**EXERCISES TO COMPLETE**
a: In the text on what mathematicians do, what was Carl Gauss's formal job title?
b: Write out everything from "Most people who" down to "people; and more." in the text on what mathematicians do, word for word.

**TEXT SHOWN**
*Mathematicians discussing in the new maths building at Cambridge University*

Lola asked me during a recent lesson: what do mathematicians do? If by “mathematicians” we mean people whose job it is to produce new mathematics, the answer is that they work at defining and solving unsolved mathematical problems.

Usually they are employed by a university and also work at teaching mathematics. Some have positions at universities which mean they can spend almost all their time on mathematical research and do little or no teaching. A few work for commercial research institutes big enough to have maths sections (Bell Labs, IBM in the past, Microsoft).

There are a few exceptions. The well-known American mathematician Ron Graham used to work as a circus performer, and is still a world-standard juggler. Arthur Cayley, Britain’s most-important-ever mathematician, did most of his maths in the evenings after a day job as a lawyer. The great Carl Gauss had as his formal job title “professor of astronomy”.

Most people who study maths at university do not become research mathematicians. They use their maths degree as the basis for training as engineers or scientists of many different sorts; finance geeks; economists; statisticians; IT people; and more.

No other university degree stream provides such a good starting basis for so many paths of specialist training. On the basis provided by a maths degree, you can become skilled in many fields by training and experience; but, since maths is the most social of sciences, the basis of mathematical knowledge is very difficult to get without a university education in maths.

**RAW DATA**
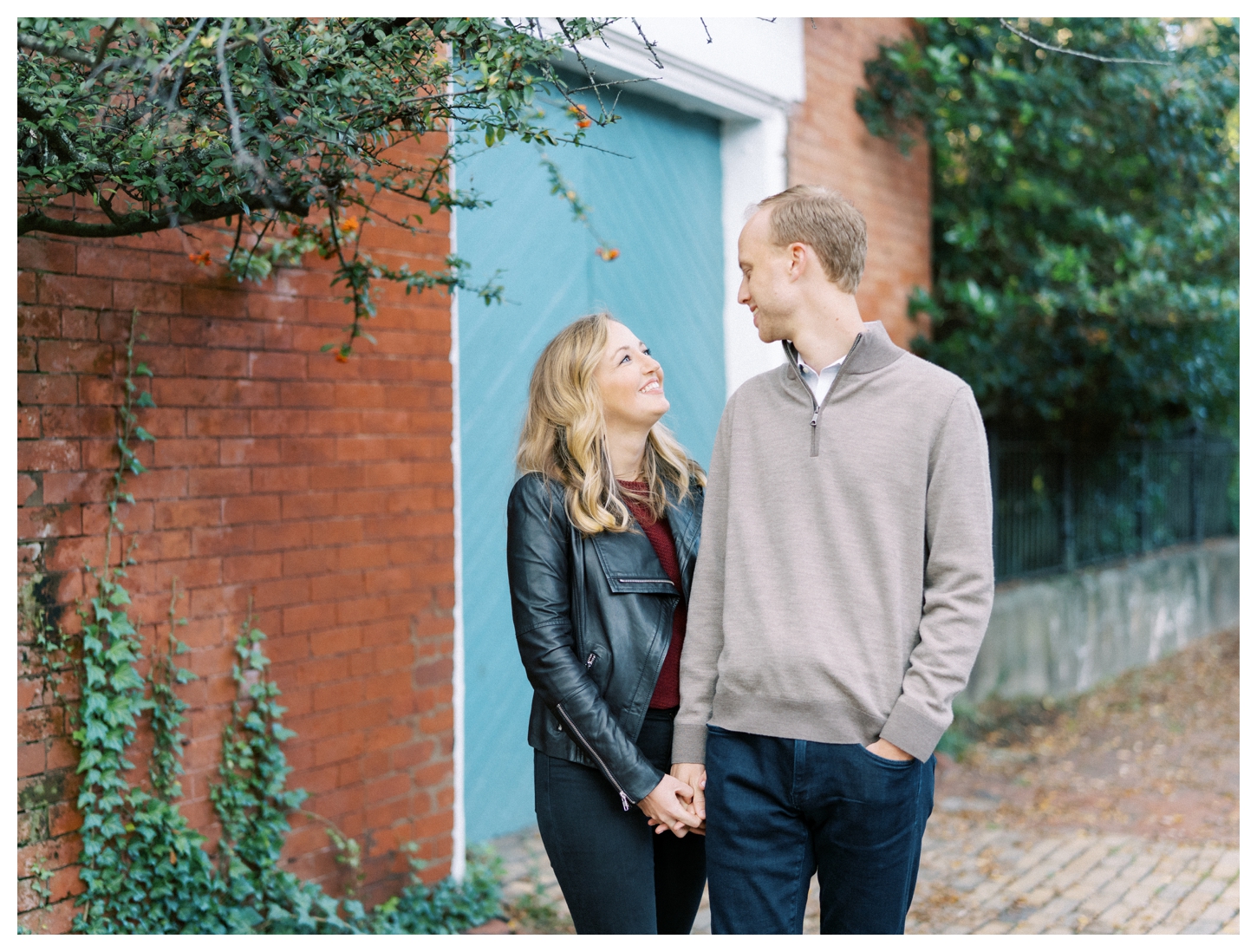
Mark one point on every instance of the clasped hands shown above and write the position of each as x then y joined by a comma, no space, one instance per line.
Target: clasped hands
679,801
676,804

**TASK RESULTS**
a: Professor of astronomy.

b:
Most people who study maths at university do not become research mathematicians. They use their maths degree as the basis for training as engineers or scientists of many different sorts; finance geeks; economists; statisticians; IT people; and more.